__SHORT EXERCISE__. Please pick out every line of the items below that contains the word "center" and copy each of those lines.

Data taken from a collection
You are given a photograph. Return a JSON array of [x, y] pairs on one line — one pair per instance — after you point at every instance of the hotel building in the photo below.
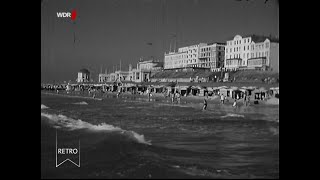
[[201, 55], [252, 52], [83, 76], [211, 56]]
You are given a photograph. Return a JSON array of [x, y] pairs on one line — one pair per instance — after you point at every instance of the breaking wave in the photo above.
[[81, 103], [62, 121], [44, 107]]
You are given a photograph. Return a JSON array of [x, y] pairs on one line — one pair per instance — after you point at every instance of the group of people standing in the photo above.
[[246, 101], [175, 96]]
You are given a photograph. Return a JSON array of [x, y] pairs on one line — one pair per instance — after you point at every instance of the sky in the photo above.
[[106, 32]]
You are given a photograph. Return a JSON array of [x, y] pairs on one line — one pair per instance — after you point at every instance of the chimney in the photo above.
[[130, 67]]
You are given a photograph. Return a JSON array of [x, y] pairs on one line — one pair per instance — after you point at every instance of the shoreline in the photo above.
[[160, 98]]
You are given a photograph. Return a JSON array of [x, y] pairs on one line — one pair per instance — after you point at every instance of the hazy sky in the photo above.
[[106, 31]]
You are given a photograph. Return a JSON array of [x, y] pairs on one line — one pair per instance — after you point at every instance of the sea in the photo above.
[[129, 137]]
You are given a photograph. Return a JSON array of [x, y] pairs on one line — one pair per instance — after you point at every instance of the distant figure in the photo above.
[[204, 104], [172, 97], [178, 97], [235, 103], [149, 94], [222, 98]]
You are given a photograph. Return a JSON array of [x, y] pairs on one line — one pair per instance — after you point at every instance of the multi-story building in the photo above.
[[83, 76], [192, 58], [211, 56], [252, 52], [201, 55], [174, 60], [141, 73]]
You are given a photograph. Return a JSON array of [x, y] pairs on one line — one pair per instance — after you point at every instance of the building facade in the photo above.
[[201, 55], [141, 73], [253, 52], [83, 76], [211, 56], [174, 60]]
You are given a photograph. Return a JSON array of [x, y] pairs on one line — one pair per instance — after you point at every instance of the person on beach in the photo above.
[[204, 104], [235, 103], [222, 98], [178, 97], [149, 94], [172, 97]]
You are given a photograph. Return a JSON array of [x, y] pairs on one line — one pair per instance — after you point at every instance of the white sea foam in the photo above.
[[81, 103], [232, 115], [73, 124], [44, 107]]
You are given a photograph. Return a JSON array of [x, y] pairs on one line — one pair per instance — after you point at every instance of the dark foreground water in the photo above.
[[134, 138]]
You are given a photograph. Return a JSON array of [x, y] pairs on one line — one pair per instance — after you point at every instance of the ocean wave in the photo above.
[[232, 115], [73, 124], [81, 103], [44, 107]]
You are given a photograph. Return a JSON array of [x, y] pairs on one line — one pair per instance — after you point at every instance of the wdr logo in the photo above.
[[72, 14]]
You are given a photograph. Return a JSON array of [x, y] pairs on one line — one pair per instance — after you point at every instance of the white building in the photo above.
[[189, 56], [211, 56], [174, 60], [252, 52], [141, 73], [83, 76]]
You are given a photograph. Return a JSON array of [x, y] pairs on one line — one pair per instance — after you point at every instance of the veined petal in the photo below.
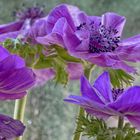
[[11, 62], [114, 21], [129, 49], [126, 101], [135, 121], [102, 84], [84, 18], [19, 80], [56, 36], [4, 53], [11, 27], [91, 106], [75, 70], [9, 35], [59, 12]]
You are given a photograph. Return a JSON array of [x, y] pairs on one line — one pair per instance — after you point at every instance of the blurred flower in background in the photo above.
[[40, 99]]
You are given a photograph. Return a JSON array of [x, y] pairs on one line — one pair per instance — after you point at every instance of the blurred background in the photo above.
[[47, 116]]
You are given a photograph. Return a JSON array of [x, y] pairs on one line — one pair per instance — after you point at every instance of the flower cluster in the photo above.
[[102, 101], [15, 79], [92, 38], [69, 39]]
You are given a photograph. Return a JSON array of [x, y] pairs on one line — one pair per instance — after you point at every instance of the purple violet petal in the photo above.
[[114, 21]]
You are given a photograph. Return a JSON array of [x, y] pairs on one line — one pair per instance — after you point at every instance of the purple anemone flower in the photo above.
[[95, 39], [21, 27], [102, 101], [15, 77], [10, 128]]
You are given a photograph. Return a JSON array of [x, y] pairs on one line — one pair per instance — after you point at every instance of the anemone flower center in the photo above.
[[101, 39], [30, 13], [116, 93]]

---

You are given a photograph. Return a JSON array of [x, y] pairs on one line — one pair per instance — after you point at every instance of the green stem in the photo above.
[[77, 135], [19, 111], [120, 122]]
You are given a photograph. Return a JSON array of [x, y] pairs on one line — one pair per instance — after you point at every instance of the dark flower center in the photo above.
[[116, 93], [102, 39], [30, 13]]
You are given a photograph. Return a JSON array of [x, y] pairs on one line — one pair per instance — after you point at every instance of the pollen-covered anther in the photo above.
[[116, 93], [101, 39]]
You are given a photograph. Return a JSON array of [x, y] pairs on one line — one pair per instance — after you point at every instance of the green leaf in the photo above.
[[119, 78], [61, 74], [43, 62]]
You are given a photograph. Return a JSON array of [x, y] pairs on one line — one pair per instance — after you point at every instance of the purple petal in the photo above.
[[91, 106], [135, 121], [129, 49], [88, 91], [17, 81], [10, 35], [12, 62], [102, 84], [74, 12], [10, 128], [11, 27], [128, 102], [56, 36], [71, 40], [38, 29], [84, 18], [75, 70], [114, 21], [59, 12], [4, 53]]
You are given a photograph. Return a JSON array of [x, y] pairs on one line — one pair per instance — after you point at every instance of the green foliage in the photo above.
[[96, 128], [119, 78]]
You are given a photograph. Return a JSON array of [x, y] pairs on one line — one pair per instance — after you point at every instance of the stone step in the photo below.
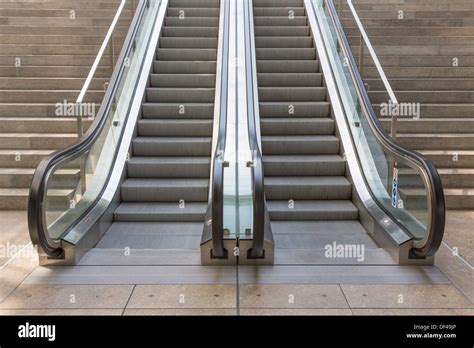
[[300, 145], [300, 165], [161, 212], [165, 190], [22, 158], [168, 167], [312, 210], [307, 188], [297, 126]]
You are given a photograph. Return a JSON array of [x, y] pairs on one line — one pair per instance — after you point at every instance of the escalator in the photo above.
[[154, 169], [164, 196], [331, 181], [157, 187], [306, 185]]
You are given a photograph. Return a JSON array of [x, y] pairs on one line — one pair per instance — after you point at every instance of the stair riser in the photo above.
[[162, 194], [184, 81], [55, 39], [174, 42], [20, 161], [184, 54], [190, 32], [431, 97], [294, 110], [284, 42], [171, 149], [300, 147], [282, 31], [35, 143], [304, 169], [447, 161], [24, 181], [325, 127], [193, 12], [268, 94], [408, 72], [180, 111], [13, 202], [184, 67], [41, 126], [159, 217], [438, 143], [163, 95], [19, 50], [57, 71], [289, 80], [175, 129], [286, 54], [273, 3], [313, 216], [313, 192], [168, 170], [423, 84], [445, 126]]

--

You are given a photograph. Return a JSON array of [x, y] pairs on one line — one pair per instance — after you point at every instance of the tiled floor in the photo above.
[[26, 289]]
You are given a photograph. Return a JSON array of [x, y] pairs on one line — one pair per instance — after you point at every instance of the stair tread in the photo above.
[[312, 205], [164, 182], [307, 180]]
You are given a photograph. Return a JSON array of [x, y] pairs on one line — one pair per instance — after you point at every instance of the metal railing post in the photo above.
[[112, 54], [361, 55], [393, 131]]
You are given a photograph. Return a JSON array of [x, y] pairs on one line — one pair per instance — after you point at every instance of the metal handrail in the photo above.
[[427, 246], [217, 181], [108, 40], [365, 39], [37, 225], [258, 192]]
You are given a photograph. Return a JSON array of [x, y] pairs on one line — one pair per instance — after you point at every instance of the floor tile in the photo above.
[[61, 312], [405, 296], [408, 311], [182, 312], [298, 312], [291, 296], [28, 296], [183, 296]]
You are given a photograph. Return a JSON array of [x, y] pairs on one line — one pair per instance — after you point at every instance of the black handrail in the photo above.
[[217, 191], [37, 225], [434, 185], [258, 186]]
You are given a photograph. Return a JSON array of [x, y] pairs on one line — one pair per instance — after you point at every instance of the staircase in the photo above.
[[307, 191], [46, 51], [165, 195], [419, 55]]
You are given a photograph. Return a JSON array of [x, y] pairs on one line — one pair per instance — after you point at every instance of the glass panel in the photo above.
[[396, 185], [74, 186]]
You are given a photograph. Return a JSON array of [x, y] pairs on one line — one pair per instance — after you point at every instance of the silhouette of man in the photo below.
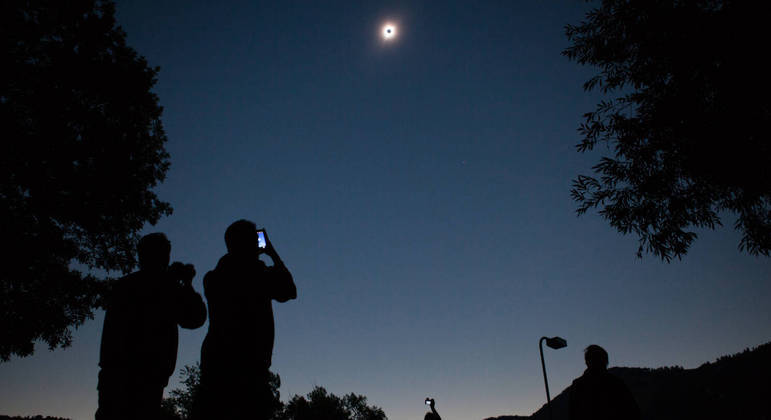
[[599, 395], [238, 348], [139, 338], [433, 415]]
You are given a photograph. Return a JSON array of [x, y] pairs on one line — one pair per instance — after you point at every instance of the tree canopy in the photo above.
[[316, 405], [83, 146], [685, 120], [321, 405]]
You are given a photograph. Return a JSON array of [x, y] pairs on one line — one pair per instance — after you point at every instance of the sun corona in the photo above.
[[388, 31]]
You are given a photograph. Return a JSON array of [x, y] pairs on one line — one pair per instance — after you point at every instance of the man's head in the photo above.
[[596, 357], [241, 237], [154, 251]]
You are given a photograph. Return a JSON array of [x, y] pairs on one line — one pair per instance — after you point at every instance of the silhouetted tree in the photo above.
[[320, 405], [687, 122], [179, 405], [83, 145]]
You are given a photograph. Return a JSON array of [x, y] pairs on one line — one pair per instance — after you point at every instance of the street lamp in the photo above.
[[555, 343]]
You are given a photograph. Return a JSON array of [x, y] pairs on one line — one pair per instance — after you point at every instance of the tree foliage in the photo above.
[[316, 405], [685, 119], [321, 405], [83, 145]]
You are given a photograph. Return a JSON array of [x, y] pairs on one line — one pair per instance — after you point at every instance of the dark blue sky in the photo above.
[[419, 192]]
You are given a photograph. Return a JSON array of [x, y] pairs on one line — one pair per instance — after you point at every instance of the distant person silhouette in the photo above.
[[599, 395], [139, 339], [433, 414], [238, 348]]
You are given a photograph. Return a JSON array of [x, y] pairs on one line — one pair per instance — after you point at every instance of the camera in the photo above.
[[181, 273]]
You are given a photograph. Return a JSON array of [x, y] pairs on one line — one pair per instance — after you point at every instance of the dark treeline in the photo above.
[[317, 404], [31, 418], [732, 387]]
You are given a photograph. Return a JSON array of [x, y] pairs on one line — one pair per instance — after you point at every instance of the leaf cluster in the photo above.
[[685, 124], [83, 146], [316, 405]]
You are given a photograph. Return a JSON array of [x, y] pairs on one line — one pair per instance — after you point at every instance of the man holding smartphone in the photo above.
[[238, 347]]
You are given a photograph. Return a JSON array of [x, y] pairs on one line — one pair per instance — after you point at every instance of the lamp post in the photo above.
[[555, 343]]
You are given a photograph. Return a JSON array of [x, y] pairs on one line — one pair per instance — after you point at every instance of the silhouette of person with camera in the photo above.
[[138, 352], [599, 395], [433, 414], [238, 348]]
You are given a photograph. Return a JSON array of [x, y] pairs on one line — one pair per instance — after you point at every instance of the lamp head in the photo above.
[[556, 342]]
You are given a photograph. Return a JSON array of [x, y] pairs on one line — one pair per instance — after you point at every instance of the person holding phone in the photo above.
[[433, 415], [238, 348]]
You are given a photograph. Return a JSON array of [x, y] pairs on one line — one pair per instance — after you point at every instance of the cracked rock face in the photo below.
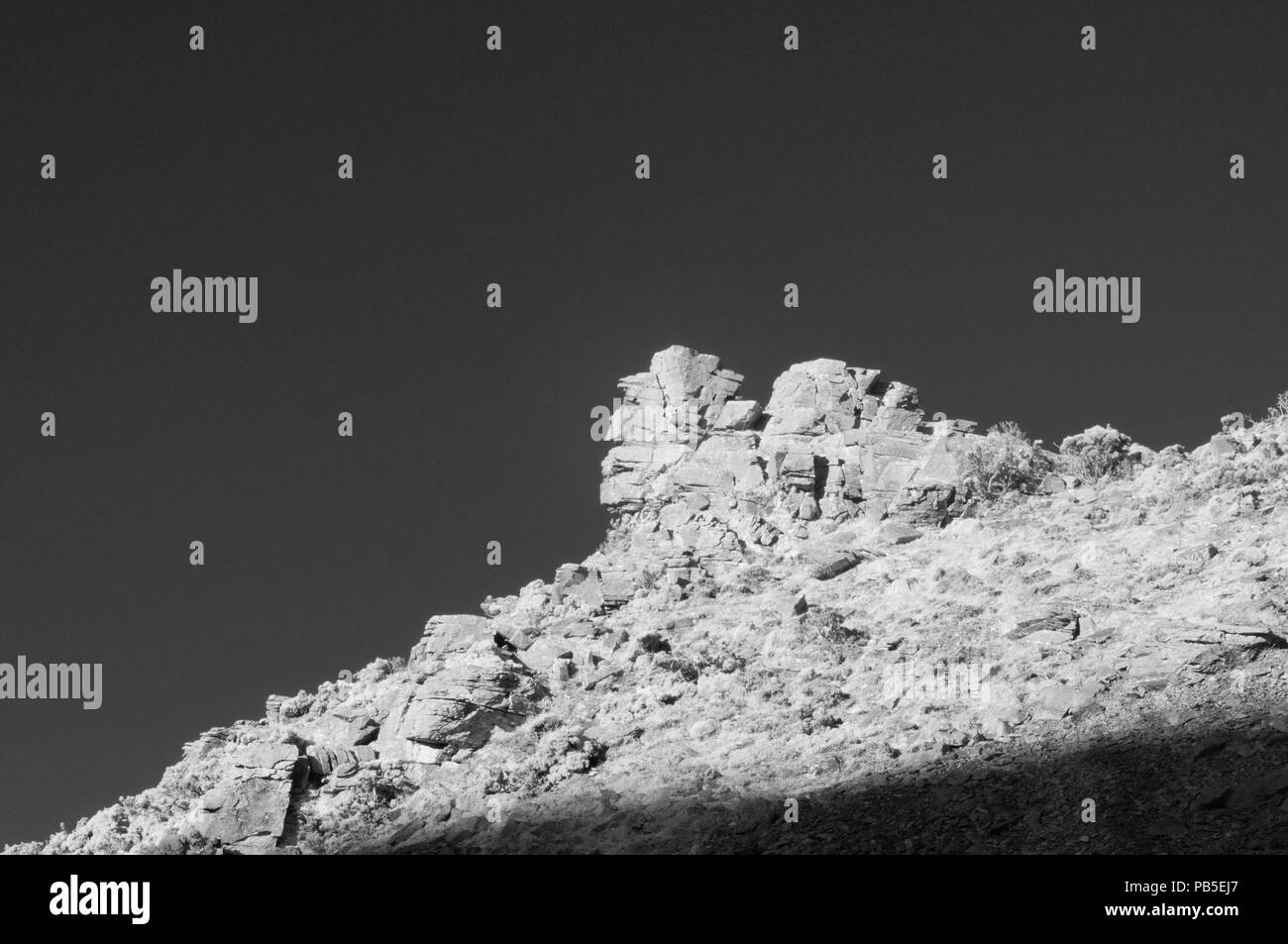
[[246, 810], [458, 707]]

__EXERCISE RESPONSE__.
You are given a photograph. Return a JSON array of [x, y] pairs on one line — one pair per instance — after you point at every instance of the anemone flower center in the photo above.
You are given a photograph. Return a JSON array of [x, y] pairs on one line — one pair per instance — after you point at every instance of the dark flower center in the photo above.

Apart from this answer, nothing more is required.